== Text passage ==
******
Some people start podcasting and discover they have “a voice.”
George Sirois, on the other hand, discovered he had “a voice” and then decided to start a podcast. It all started back in 2015, when George was losing a job he held as an admin.
“I was really down when that happened. I was just kind of wondering what was going to happen next? What am I supposed to do? You know, I have a wife and a house and everything. What’s the next step for me?”
Then, George came across a documentary narrated by John DiMaggio called I Know That Voice. It pulls back the curtain on what it takes to become a voice actor and spotlights the voice actors who bring amazing characters to life in animated films, commercials, and other productions. George was inspired.
He decided to reach out on Twitter to see if anyone in the St. Louis area taught voice acting and was fortunate enough to garner the support of an award-winning voice actress who recommended Clayton Studios. After some research, George realized he needed to gather some funds for the investment. Already a published author of the international best-selling novel Excelsior and it’s two sequels, he had the idea to reach out to some of his author comrades to do audio narration of their books. He also began a Kickstarter to fund his dream of becoming a voice actor.
******
== Exercise requirements ==
In the text about George Sirois, rewrite the paragraph that begins "He decided to reach out on Twitter" as a short bulleted list that keeps its main facts.

== Data listing ==
******
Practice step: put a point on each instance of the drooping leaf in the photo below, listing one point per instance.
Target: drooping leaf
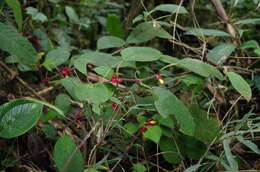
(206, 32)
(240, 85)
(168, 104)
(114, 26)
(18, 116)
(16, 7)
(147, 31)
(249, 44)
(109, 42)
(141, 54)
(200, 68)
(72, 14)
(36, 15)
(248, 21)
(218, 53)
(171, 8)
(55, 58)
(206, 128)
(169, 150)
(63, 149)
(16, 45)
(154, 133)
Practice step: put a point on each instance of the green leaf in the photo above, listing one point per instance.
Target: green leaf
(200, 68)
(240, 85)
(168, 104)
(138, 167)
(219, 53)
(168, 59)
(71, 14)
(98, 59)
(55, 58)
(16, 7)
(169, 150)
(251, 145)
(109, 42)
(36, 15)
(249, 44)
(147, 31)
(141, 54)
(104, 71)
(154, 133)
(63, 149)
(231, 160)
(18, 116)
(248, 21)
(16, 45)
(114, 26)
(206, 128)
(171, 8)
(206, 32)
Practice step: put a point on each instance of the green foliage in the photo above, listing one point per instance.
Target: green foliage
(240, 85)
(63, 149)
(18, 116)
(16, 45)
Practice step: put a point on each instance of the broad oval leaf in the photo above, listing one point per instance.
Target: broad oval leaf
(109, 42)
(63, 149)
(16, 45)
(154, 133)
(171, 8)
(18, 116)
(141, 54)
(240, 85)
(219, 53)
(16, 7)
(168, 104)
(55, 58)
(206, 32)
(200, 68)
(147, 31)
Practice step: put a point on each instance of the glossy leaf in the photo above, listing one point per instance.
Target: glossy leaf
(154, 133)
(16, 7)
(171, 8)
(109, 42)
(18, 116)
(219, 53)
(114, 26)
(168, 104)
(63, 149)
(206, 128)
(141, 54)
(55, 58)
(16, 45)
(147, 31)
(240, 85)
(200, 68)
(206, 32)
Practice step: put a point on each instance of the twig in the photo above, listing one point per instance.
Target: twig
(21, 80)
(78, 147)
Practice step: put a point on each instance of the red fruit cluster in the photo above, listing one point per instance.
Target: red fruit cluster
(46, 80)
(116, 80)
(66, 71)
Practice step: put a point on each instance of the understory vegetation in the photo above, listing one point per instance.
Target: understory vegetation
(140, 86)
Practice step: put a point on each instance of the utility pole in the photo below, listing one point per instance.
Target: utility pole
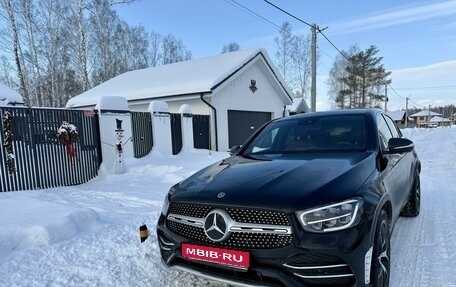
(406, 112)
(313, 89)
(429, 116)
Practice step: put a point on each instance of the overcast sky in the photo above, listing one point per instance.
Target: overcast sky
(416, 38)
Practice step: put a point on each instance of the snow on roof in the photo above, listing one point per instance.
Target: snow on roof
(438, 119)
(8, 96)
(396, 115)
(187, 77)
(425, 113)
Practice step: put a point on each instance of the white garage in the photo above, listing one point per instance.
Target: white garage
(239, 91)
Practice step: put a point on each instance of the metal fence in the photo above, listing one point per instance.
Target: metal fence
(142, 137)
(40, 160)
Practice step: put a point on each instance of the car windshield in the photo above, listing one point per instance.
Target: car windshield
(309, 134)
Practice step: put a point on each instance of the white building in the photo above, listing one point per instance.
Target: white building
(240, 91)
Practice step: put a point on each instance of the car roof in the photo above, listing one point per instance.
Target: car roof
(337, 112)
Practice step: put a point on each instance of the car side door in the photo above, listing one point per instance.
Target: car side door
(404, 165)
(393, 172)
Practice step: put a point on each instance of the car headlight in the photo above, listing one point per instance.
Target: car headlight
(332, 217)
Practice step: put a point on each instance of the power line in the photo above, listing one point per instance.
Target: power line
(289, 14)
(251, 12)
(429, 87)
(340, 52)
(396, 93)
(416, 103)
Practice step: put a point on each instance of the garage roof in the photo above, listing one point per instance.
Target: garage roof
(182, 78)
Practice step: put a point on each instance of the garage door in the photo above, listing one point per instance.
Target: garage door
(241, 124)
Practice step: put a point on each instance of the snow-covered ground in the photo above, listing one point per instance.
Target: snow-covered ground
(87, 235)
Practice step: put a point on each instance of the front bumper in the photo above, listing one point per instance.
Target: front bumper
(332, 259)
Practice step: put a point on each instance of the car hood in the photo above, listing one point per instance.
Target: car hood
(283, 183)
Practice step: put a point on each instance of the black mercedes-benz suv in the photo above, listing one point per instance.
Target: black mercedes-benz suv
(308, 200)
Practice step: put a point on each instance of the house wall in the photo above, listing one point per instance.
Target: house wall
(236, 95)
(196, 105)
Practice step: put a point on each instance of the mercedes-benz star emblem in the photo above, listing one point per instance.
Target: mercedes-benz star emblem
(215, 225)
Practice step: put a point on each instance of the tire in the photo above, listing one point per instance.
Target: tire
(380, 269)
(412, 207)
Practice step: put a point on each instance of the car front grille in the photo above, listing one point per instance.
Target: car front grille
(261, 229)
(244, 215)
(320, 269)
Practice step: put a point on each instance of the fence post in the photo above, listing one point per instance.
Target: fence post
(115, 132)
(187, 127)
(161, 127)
******
== Answer ==
- He asked on Twitter whether anyone in the St. Louis area taught voice acting, and an award-winning voice actress recommended Clayton Studios.
- After some research, he realized he needed to raise funds for the investment.
- Because he was already the published author of the international best-selling novel Excelsior and its two sequels, he thought of asking fellow authors whether he could narrate audio versions of their books.
- He also started a Kickstarter to fund his goal of becoming a voice actor.